Word frequency with the stream api

A simple example where the java Stream api is used, to extract the words and count the number of repetitions, for this we use a function to eliminate the characters in this case will be, [.,!] and spacing character only one so " " plus the Strings that are empty so "", that we must filter.

private String normalize(final String word) {
    return word.toLowerCase().replaceAll("[\\.\\,\\!]", ""); (1)
}
1 The regular expression I came up with is this [\\.\\,\\!] using double backslash, all matches of periods, commas, exclamation, we will also convert them to lowercase, with toLowerCase together with the replaceAll method.
Our target text is as follows:

Hi there, welcome to BettaTech, If you are liking this video, subscribe and hit the little bell to see the new videos that I upload!

final String[] words = "Hello, how are you?,
" welcome to BettaTech, If you are liking it " +
"this video, subscribe and click on the little bell" +
" to see the new videos that I upload!".split(" "); (1)
1 We introduce this String in a String array and invoke the split method, with a blank character as parameter, so that after each space it stores each word in a position of our array.
System.out.printf("%-15s%s%n","Word","Frecuency"); (1)
1 Print with printf a formatting of 15 characters spacing
.filter(this::filterEmptyAndNull) (1)
1 We invoke the filter method of the Stream, the filter phase for the empty and null characters of our String, to make the code more compact, we pass the method itself by reference method::reference.
private boolean filterEmptyAndNull(final String word) {
    return Objects.nonNull(word) && !"".equals(word);
}
.map(this::normalize) (1)
1 The map function, which is the mapping phase of the stream, in this case we do a method::reference since the normalize method is a function with a parameter and returns an object, fitting our map perfectly.
.collect(Collectors.groupingBy(e -> e,Collectors.counting())) (1)

# DATASET ENTRIES
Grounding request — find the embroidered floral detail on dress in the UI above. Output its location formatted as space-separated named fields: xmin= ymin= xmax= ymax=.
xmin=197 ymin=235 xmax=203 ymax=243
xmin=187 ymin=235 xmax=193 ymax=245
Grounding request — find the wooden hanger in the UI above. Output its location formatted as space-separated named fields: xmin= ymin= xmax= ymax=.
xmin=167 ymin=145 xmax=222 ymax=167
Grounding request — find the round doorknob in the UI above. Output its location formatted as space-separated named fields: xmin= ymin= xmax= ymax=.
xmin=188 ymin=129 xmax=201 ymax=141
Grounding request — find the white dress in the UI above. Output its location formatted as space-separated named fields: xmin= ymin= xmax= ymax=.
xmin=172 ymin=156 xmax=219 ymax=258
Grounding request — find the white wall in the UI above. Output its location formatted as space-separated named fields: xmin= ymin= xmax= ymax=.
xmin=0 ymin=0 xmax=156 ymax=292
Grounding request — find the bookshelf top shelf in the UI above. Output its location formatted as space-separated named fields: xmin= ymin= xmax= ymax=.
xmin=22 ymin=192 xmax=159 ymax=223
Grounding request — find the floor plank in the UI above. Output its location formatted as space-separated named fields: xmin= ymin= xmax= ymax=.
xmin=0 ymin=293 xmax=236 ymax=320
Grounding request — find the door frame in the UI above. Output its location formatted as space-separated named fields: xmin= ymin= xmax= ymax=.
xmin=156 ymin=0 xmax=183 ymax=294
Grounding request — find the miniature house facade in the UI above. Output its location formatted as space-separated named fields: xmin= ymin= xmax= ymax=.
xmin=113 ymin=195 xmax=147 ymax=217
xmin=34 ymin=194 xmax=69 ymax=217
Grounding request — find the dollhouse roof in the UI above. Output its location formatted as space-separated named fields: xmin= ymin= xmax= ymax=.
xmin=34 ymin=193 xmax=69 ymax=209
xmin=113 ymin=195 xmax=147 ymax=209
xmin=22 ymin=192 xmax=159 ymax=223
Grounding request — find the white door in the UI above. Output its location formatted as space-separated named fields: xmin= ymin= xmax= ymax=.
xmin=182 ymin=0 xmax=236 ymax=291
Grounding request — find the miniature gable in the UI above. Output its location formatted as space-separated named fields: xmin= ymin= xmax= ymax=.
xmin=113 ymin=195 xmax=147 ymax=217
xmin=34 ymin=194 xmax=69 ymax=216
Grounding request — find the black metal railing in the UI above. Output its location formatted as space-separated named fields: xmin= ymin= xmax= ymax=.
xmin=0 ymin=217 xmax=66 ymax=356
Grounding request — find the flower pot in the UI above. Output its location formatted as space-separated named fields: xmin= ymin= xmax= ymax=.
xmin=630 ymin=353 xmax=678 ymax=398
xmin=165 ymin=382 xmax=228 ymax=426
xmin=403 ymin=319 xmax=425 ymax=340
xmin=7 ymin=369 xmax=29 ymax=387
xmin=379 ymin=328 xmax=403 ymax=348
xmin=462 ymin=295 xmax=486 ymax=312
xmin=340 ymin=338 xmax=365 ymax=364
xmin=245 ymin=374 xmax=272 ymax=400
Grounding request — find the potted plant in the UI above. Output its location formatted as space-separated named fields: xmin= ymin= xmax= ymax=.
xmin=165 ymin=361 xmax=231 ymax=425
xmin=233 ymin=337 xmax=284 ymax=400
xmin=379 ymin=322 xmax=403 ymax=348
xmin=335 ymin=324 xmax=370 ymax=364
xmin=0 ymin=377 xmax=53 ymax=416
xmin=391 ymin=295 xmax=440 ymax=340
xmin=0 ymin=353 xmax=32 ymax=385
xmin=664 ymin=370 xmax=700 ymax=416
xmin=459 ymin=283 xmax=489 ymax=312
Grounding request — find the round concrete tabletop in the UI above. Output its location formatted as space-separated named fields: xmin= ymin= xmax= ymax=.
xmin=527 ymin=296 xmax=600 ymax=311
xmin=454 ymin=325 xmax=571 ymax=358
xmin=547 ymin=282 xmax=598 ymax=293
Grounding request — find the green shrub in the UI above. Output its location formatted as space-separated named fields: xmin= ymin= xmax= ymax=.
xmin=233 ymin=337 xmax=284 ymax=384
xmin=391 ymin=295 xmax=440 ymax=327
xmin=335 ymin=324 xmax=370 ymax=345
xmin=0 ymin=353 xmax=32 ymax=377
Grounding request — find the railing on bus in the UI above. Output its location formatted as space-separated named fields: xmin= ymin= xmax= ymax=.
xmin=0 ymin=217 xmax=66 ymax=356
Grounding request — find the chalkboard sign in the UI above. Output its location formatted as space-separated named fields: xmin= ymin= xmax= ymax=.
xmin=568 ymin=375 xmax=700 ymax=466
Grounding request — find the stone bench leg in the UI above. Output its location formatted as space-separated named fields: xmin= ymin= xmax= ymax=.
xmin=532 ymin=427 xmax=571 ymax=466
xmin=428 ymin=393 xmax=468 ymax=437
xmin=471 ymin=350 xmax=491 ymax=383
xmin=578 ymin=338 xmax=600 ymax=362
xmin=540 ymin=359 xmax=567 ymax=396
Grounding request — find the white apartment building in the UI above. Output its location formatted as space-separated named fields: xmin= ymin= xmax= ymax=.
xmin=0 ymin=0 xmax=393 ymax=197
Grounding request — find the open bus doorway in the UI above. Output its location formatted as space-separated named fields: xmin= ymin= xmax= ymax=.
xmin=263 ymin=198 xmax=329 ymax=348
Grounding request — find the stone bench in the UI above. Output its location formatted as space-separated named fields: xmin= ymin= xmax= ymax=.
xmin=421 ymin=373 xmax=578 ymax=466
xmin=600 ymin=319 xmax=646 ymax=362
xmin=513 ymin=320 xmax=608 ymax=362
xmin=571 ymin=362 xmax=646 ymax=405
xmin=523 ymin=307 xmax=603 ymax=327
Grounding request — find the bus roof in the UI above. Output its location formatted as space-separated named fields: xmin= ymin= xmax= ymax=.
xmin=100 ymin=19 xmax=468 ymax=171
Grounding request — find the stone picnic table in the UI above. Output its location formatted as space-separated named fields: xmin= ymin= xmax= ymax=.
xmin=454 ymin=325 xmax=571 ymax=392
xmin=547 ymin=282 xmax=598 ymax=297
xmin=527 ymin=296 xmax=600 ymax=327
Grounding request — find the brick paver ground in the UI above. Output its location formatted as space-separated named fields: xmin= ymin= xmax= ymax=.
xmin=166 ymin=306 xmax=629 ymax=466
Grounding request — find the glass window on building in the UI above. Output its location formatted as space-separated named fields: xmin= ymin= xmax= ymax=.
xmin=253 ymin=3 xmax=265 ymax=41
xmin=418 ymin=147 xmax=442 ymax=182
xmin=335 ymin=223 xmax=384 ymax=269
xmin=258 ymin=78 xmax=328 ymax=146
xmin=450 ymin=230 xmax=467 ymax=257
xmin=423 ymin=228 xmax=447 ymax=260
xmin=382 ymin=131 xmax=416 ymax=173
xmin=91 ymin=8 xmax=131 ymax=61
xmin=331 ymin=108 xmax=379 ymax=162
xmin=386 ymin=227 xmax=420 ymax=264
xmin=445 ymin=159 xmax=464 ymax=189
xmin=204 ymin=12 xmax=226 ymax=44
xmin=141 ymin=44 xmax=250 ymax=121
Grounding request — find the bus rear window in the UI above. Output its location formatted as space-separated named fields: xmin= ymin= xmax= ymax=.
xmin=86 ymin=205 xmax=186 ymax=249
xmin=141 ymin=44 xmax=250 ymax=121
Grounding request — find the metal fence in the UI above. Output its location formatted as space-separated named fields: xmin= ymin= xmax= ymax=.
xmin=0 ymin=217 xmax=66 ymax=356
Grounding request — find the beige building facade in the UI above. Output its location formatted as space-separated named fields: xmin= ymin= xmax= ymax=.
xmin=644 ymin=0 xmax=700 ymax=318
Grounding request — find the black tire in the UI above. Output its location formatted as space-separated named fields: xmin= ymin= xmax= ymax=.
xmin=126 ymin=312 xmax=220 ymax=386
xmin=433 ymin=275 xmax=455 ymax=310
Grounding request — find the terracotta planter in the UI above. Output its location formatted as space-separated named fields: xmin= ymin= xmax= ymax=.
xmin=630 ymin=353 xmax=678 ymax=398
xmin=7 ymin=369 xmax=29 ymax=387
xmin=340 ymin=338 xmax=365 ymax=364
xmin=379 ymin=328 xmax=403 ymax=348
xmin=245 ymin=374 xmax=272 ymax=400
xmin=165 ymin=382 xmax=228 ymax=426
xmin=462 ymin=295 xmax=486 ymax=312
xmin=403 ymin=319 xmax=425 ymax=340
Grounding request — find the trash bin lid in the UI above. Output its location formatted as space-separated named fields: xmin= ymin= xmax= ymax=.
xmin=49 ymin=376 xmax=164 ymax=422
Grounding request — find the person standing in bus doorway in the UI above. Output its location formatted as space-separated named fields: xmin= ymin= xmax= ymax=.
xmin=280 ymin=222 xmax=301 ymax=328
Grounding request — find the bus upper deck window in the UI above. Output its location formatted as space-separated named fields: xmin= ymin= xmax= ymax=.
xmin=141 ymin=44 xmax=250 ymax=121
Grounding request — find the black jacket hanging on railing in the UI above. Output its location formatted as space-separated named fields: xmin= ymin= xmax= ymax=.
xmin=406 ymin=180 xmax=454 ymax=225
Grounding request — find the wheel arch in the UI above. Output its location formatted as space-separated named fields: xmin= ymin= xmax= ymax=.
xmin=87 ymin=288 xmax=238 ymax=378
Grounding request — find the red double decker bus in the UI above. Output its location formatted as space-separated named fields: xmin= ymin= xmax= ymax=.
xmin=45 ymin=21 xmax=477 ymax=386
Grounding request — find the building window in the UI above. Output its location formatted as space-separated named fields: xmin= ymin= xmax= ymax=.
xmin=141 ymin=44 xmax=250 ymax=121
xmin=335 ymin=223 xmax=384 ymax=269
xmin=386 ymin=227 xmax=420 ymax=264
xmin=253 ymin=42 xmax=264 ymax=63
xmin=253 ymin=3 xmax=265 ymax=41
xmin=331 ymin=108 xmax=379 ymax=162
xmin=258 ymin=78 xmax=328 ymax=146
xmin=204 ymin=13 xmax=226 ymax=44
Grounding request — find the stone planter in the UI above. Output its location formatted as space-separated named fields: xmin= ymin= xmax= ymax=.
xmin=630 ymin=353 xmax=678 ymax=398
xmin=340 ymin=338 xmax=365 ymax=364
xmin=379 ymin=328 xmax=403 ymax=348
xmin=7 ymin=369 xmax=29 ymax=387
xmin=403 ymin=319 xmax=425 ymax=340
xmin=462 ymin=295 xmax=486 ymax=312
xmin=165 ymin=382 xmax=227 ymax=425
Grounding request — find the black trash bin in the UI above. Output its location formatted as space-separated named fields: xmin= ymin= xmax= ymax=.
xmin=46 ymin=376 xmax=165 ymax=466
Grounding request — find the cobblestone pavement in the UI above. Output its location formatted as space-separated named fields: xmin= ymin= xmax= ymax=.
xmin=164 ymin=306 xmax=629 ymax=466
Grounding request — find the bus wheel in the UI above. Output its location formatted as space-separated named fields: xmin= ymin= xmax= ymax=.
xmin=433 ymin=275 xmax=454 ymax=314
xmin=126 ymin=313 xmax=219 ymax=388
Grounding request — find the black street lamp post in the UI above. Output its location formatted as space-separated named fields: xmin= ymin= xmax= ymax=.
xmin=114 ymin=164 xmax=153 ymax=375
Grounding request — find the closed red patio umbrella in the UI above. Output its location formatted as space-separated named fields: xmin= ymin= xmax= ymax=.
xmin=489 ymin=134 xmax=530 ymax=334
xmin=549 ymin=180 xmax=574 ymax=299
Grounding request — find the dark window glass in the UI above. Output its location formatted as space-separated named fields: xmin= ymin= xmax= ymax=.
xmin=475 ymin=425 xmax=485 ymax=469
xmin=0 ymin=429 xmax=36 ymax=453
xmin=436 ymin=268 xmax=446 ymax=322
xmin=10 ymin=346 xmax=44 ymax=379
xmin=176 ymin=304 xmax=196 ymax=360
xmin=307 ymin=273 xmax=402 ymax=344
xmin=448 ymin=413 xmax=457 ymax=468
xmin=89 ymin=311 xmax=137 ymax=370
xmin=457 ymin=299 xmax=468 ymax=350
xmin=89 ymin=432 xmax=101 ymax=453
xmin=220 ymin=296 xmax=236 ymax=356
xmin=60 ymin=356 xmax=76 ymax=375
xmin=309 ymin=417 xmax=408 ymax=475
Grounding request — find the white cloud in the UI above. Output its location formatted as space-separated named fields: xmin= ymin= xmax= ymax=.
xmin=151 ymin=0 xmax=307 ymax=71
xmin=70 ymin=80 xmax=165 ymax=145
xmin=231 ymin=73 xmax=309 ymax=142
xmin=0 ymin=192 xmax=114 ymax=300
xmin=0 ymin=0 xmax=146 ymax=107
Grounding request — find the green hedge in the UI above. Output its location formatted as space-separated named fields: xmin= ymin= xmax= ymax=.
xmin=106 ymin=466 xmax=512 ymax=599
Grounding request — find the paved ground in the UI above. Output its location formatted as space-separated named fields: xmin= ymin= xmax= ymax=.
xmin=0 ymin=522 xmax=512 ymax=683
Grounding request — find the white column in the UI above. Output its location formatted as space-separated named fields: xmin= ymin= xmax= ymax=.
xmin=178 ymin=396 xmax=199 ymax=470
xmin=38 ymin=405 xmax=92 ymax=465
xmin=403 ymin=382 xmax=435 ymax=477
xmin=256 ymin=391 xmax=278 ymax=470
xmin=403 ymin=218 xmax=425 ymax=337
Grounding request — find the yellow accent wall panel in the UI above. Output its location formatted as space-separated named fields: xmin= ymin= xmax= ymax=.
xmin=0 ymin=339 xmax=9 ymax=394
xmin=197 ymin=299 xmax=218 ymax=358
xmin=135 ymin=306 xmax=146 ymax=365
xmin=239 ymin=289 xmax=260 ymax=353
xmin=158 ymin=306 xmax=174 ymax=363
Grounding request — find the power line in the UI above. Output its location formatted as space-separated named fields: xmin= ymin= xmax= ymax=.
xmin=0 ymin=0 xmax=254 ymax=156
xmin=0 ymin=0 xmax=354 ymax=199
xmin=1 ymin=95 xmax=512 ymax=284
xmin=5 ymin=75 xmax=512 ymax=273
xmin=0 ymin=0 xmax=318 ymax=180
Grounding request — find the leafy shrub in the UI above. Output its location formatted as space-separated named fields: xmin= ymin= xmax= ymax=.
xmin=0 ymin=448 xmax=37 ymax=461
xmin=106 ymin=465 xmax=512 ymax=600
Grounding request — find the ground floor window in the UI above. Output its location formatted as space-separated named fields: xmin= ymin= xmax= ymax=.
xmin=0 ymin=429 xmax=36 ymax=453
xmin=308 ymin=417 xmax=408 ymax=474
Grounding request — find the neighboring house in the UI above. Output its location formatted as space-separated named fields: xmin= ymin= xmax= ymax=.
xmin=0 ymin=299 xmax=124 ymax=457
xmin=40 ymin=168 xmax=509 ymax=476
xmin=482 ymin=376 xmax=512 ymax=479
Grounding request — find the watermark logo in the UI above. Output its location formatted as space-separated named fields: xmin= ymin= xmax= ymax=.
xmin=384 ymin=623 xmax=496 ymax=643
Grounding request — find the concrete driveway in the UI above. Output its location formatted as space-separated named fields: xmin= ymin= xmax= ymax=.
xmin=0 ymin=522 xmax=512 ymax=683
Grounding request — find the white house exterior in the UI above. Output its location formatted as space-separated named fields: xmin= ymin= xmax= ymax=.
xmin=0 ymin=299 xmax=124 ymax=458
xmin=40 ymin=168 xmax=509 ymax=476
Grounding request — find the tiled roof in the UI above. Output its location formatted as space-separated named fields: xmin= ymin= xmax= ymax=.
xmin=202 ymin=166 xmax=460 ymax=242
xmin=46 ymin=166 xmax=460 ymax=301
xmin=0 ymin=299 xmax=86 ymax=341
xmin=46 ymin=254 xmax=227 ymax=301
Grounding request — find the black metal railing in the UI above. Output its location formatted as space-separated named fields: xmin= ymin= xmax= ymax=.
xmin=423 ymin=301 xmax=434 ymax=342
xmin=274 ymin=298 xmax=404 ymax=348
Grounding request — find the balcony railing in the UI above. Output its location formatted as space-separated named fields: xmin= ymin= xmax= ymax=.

# WORK TO COMPLETE
1. From the word frequency page, reproduce the text between "A simple example" and "the replaceAll method.", inclusive.
2. In the word frequency page, what parameter is passed to the split method that breaks the target String into words?

# SOLVED PROBLEMS
1.
A simple example where the java Stream api is used, to extract the words and count the number of repetitions, for this we use a function to eliminate the characters in this case will be, [.,!] and spacing character only one so " " plus the Strings that are empty so "", that we must filter.

private String normalize(final String word) {
    return word.toLowerCase().replaceAll("[\\.\\,\\!]", ""); (1)
}
1 The regular expression I came up with is this [\\.\\,\\!] using double backslash, all matches of periods, commas, exclamation, we will also convert them to lowercase, with toLowerCase together with the replaceAll method.

2. A blank character (a single space).